** begin GIVEN DATA **

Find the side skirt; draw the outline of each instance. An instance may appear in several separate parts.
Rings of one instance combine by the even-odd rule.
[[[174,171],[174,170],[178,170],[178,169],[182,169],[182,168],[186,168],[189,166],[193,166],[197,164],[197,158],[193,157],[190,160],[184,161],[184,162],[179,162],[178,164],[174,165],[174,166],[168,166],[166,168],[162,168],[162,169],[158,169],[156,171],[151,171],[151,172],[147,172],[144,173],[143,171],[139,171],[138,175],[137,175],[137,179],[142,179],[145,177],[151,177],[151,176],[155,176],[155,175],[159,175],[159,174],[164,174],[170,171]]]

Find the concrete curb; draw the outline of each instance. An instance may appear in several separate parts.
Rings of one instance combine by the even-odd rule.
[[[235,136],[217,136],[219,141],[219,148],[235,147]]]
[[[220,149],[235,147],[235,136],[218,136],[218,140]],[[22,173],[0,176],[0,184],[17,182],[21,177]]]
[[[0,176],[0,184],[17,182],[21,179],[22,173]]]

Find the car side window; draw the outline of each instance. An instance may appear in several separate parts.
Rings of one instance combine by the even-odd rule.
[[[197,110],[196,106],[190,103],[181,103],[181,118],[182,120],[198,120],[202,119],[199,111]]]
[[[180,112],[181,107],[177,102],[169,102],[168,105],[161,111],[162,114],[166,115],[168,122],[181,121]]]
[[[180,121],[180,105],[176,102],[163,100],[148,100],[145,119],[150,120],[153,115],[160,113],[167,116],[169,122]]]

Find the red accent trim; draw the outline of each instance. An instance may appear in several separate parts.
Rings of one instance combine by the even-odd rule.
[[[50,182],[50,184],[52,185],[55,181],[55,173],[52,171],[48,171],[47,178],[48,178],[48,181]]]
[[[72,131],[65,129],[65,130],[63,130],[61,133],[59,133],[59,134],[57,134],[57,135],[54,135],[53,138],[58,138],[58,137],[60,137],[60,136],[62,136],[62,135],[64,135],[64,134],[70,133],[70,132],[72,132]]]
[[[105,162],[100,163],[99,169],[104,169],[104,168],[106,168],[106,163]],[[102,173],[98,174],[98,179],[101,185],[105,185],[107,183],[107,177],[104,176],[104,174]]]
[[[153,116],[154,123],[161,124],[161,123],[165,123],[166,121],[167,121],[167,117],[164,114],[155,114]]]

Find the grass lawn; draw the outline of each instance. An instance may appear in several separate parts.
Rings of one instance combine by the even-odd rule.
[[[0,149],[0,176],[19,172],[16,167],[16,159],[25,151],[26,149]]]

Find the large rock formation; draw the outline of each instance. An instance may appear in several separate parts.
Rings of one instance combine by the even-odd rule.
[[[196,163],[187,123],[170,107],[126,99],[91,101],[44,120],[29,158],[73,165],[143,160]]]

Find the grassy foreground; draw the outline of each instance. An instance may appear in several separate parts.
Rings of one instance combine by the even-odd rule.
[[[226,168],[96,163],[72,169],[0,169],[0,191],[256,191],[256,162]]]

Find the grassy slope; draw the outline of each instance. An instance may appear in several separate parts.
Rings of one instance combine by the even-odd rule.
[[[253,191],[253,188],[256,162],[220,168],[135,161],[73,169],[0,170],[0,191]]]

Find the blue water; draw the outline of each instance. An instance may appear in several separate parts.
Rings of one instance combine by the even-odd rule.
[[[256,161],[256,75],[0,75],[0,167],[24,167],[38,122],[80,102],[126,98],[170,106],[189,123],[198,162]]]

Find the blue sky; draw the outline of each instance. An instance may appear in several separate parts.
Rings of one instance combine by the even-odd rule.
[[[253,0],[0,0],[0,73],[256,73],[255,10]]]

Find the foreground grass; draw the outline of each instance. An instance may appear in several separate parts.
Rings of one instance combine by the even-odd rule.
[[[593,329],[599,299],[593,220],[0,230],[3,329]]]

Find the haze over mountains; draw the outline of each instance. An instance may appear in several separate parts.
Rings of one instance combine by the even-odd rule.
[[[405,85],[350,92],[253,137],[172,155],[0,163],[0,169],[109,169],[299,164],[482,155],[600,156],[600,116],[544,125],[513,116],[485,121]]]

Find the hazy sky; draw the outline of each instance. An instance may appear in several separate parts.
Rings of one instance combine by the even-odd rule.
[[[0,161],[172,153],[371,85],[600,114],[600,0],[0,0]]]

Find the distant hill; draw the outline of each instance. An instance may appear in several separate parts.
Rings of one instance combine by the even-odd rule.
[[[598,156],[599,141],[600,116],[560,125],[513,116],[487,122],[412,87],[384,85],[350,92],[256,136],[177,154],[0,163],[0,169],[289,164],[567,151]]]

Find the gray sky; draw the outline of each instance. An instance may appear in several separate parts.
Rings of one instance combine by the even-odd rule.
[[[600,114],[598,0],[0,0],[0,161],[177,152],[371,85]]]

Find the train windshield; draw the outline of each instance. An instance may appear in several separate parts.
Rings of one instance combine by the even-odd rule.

** end GIVEN DATA **

[OBJECTIVE]
From the records above, extract every line from the one containing "Find the foreground" up to and including the one containing "[[[593,329],[599,299],[593,220],[0,230],[3,329]]]", and reproduce each line without any change.

[EXERCISE OUTPUT]
Find the foreground grass; draw the outline of each instance. An instance may appear in several separate parts.
Rings of one instance combine by the even-odd rule.
[[[593,329],[599,299],[593,220],[0,230],[3,329]]]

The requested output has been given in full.